* **Exercise text**
President Joe Biden’s administration did not have the authority to impose a COVID-19 vaccine mandate on workers and volunteers in a federal childcare program, a U.S. judge has ruled.
The Department of Health and Human Services (HHS) forced Head Start workers, and some volunteers, to get a COVID-19 vaccine starting in early 2022. Head Start provides childcare to children from low-income families.
HHS cited the Head Start Act, which says the health secretary can add “administrative and financial management standards,” “standards relating to the condition and location of facilities (including indoor air quality assessment standards, where appropriate),” and “such other standards as the secretary finds to be appropriate.”
Texas Attorney General Ken Paxton argued that the mandate was outside of the power granted by the act. The law “does not mention vaccinations,” he and other plaintiffs said in a brief.
U.S. District Judge James Wesley Hendrix agreed.
“The wisdom of Head Start’s rule is not before the Court—only its legality. If the people, through Congress, wish to impose a vaccine mandate on Head Start programs, they may do so by passing a law. But an agency can do only what Congress authorizes it to do,” Hendrix, a Trump appointee, said in his ruling.
“Regardless of how well intentioned, HHS’s attempt here to shoehorn the vaccine mandate into statutory language authorizing modification of Head Start’s administrative, financial, and facility-management standards goes too far. Equally fatal to the rule is the agency’s decision to implement it without the necessary public notice and comment, consultation with stakeholders, and reasonable explanation,” he added.
HHS and the U.S. Department of Justice did not respond to requests for comment.
“I’m proud to announce that the Biden Administration’s attempt to use the Head Start program to mask toddlers and force the vaccine on staff and volunteers has now been permanently defeated,” Texas Attorney General Ken Paxton, a Republican and one of the plaintiffs, said in an emailed statement to The Epoch Times.
“I have worked relentlessly to end Biden’s troubling policies of medical tyranny, especially his attempts to impose draconian interventions on our children, as well as his efforts to punish Americans who do not comply with his preferred medical treatments—many of which are arbitrary, ineffective, and unjustified by the scientific evidence,” Paxton added.

* **Dataset entries**
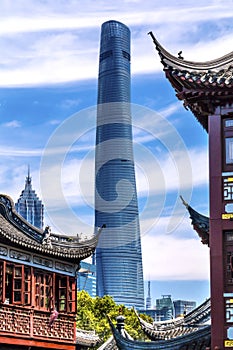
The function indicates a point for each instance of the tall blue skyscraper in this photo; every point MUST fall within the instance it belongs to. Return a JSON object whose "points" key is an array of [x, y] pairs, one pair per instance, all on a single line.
{"points": [[29, 206], [118, 255]]}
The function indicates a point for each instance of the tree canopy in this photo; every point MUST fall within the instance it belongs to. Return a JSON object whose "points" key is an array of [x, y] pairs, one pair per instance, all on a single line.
{"points": [[91, 315]]}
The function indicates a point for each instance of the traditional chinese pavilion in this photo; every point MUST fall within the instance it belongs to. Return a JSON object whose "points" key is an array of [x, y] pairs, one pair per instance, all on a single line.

* **Task item A**
In the article on the Head Start vaccine mandate ruling, what did Ken Paxton and the other plaintiffs say in a brief about the Head Start Act?
* **Task item B**
Write the next part of the article on the Head Start vaccine mandate ruling, beginning after its final sentence.

* **Expected output A**
They said the law "does not mention vaccinations."

* **Expected output B**
In court filings, defendants had urged the judge not to block the mandate.
They pointed in part to a previous Supreme Court ruling that upheld the HHS mandate for health care workers that said the “unprecedented circumstances” of the COVID-19 pandemic “provide no grounds for limiting the exercise of authorities the agency has long been recognized to have.” The health secretary, they said, “has long issued Head Start standards that addressed the most pressing health threats of the times,” and the mandate was issued to protect Head Start’s participants by “minimizing the risk of COVID-19 outbreaks in classrooms.
The COVID-19 vaccines do not prevent transmission or infection, according to data from the U.S. Centers for Disease Control and Prevention, though observational data have indicated they have a small effect on both that might turn negative over time.
The National Head Start Association, a nonprofit, welcomed the judge’s ruling.
“We have every confidence this decision will allow programs to, at long-last, reclaim their local autonomy, which is at the foundation of what they do best: serve children and families in a safe, healthy, and community-driven manner,” Yasmina Vinci, the group’s executive director, said in a statement.
Head Start previously rescinded its mask mandate after months of lobbying from the nonprofit and others. It had mandated masks for children, workers, and volunteers.